— START GIVEN PASSAGE —

10-15-12
Trip to the Mothership Part X
Mytre and The Arcturians
Mytre’s First Experience of Mothership’s Oversoul
MYTRE SPEAKS:
I had not been on the Ship very long when I had my first experience of the Mothership’s Oversoul. I had been there long enough to understand that the Ship was a living, multidimensional being. I had a vague understanding of the sixth dimensional areas of the ship. However, the seventh dimensional portion of the Ship is not an “area.” It is a formless Soul that overlooked all the Souls who resided on the Ship.
The Super-subconscious frequency of the Ship automatically observes, repairs and updates the basic structure, which is always changing. Therefore it holds the basic form of every component of the Ship. On the other hand, the Oversoul Consciousness is a formless, yet tangible, energy that feels like an electrical field filled with love and cohesiveness.
These feelings usually are most predominant on the upper areas of the Ship, such as the Bridge and all command centers. However when necessary, the Oversoul over-lights meetings, individuals, and devices on the Ship that are called upon to function at an exceptionally high state of consciousness.
I was taken to the Mothership, shortly after I have left “time” during my meditation. Once I could leave time, a vast array of new abilities where just beyond my reach. Hence, I was taken to the Mothership for more advanced studies. The Arcturian and I entered a Scout Ship and headed for the Mothership. There was just the two of us in the Ship.
I discovered later that the Arcturian could have simply bi-located us to the Mother Ship, but it wanted us to advance our relations beyond teacher/student into friends. It was then that I began to realize what a wonderful sense of humor that Arcturians have. The Arcturian and I had a chance to chat about whatever came into our minds, and the Arcturian actually made jokes about our experiences together.
I had the chance to see my self through the perception of a higher dimensional Being. This was a bit rough on my ego, which was the point. When I could laugh at my prior fears and misconceptions, I felt many ego-attachments begin to fade from my mind. By the time we arrived at the Mothership, I had released most of my insecurities about being “good enough,” as well as my fears of going to the Mothership.
It was not that I was afraid to go to the Mothership. In fact, I was very excited and honored to be able to visit that Ship. However, I started our trip to the Mothership with great apprehension about what I would be called upon to do. Fortunately, because of the Arcturians humorous bantering, I was totally relaxed by the time the planetary sized Mothership came into our view.
I must say that the first sight of the Mothership was completely overwhelming. At the same time, it was a mystical experience. I had been training to perceive reality multidimensionally. Hence, I could clearly see the third/fourth dimensional holographic projection, which the Ship sometimes wore, as well as the fifth dimensional over-glow of that hologram, the sixth dimensional light matrix and the seventh dimensional emanation of Pure Spirit and All Knowing.
I also felt the eighth through tenth dimensional energy patterns of the Mothership, as well as patterns of the Arcturians and other Beings of that resonance. I KNEW that there were energy patterns beyond the tenth dimensions, but could not perceive them with any clarity at that time. The Arcturian touched my High Heart, and I received a brief experience of those higher dimensions.
Unfortunately, the resonant frequency of my mental processing was too low to retain any details of that experience. Nonetheless, I stored that FEELING in my High Heart, exactly where the Arcturian touched me. I vowed to believe that, soon I would be able to fully experience this cherished moment.

— END GIVEN PASSAGE —

## [STATED TASK 1]
Answer these questions using the Mothership passage.
(a) Where are the feelings of the Oversoul usually most predominant on the Ship?
(b) What kind of ship did Mytre and the Arcturian board to travel to the Mothership?
(c) Where did the Arcturian touch Mytre?
## [STATED TASK 2]
Echo the Mothership passage word for word, starting at "The Super-subconscious frequency" and ending at "state of consciousness.".
## [STATED TASK 3]
Write what comes next in the Mothership passage, picking up after its final sentence.
The data after the Mothership passage comes from a separate source.

— START DATA RECORDS —

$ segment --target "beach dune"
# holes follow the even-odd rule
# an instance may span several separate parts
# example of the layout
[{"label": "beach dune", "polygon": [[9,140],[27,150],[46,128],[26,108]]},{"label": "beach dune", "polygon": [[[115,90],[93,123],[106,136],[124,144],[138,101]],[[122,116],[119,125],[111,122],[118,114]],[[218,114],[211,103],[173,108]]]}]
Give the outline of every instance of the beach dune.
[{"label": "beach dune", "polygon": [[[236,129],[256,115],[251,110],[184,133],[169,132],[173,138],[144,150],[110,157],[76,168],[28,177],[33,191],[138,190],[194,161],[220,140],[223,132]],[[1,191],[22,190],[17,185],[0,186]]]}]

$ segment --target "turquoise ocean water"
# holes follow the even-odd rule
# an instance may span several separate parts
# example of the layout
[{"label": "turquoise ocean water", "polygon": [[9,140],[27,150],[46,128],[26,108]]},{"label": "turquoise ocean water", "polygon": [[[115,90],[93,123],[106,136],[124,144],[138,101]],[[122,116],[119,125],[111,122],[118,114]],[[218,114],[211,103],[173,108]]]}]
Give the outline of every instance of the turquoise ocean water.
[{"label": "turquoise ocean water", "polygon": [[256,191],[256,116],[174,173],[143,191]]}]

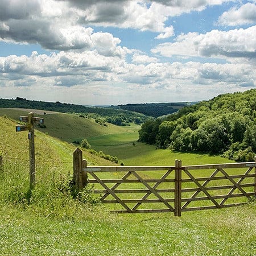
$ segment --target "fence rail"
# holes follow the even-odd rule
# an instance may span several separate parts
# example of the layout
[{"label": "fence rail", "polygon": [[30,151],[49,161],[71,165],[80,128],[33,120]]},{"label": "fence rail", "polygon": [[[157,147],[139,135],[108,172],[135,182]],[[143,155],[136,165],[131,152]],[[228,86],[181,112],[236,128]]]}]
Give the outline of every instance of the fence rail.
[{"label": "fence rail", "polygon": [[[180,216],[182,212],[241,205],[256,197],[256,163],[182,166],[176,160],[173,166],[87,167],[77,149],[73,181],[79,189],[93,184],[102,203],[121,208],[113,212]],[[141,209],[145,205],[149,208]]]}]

— END DATA RECORDS —
— START DATA RECORDS —

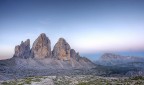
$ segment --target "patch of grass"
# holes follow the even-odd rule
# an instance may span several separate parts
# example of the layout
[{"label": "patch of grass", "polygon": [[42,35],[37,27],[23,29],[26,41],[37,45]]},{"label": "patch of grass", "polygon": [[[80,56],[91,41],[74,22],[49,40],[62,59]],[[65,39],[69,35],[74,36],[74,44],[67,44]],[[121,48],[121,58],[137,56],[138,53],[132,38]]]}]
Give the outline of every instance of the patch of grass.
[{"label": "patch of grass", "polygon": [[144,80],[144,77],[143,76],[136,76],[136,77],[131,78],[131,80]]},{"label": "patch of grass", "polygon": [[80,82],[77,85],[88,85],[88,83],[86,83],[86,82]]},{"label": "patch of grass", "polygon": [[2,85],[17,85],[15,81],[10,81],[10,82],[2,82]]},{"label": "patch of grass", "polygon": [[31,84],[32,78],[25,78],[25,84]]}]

— END DATA RECORDS —
— START DATA RECORDS —

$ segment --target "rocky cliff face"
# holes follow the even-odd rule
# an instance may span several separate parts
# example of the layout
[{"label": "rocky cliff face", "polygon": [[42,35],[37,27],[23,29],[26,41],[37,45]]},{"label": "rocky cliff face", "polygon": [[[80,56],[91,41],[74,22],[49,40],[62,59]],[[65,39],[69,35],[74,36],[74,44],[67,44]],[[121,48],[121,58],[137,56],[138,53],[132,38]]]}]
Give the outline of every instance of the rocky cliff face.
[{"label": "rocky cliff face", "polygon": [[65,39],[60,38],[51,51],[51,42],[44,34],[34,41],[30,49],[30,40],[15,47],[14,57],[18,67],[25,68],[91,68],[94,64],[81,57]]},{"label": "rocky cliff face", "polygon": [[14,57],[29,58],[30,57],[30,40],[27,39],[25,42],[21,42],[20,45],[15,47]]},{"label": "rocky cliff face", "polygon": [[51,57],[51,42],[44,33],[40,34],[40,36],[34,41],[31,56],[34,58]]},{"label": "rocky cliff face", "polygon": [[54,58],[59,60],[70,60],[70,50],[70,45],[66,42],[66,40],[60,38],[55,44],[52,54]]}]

— END DATA RECORDS —

## [WRITTEN ANSWER 1]
(a) On the upper areas of the Ship, such as the Bridge and all command centers.
(b) A Scout Ship.
(c) On Mytre's High Heart.

## [WRITTEN ANSWER 2]
The Super-subconscious frequency of the Ship automatically observes, repairs and updates the basic structure, which is always changing. Therefore it holds the basic form of every component of the Ship. On the other hand, the Oversoul Consciousness is a formless, yet tangible, energy that feels like an electrical field filled with love and cohesiveness.
These feelings usually are most predominant on the upper areas of the Ship, such as the Bridge and all command centers. However when necessary, the Oversoul over-lights meetings, individuals, and devices on the Ship that are called upon to function at an exceptionally high state of consciousness.

## [WRITTEN ANSWER 3]
I will skip now to the point at which I had been studying in the Mothership for a while. I cannot give an exact amount of time, as time does not really exist at this level of consciousness. Conversely, those of us who were new to the Inter-Galactic Training Program were given quarters in which a period of day would be followed by a period of night.
We were to remain in these quarters until we were able to focus our primary consciousness on our fifth dimensional SELF. Our fifth dimensional expression of SELF no longer needed the illusion of the passage of time, the fatigue that that illusion created or the sleep that was necessary to release the illusion of fatigue.
I quickly made friends with my roommates, but found myself constantly missing the Arcturian. One day, I caught myself being impatient with my roommates. This upset me greatly, as I knew it was a sign that my consciousness was slipping into the lower frequencies rather than expanding into the higher frequency. I excused myself and went to the Nature Area.
There is a huge section of the Mothership that is dedicated to Nature Areas. These areas were holographic, but you absolutely could not tell from being there. Once, when I asked the Arcturian why the 3/4D Nature Area was holographic, and it said,
“All reality in the third and fourth dimension are holographic projections from the higher dimensions of reality.”
I started to ask it, my Arcturian friend, to explain that concept to me but it disappeared in front of my eyes. Then, where the Arcturian had just been standing/floating, was a huge tree with birds, squirrels and other animals living off of the bio-system of that one tree. I moved forward to touch the tree, but there was a flash of light and the Arcturian stood where there was once a tree.
“Do you see how I projected the hologram of Nature?”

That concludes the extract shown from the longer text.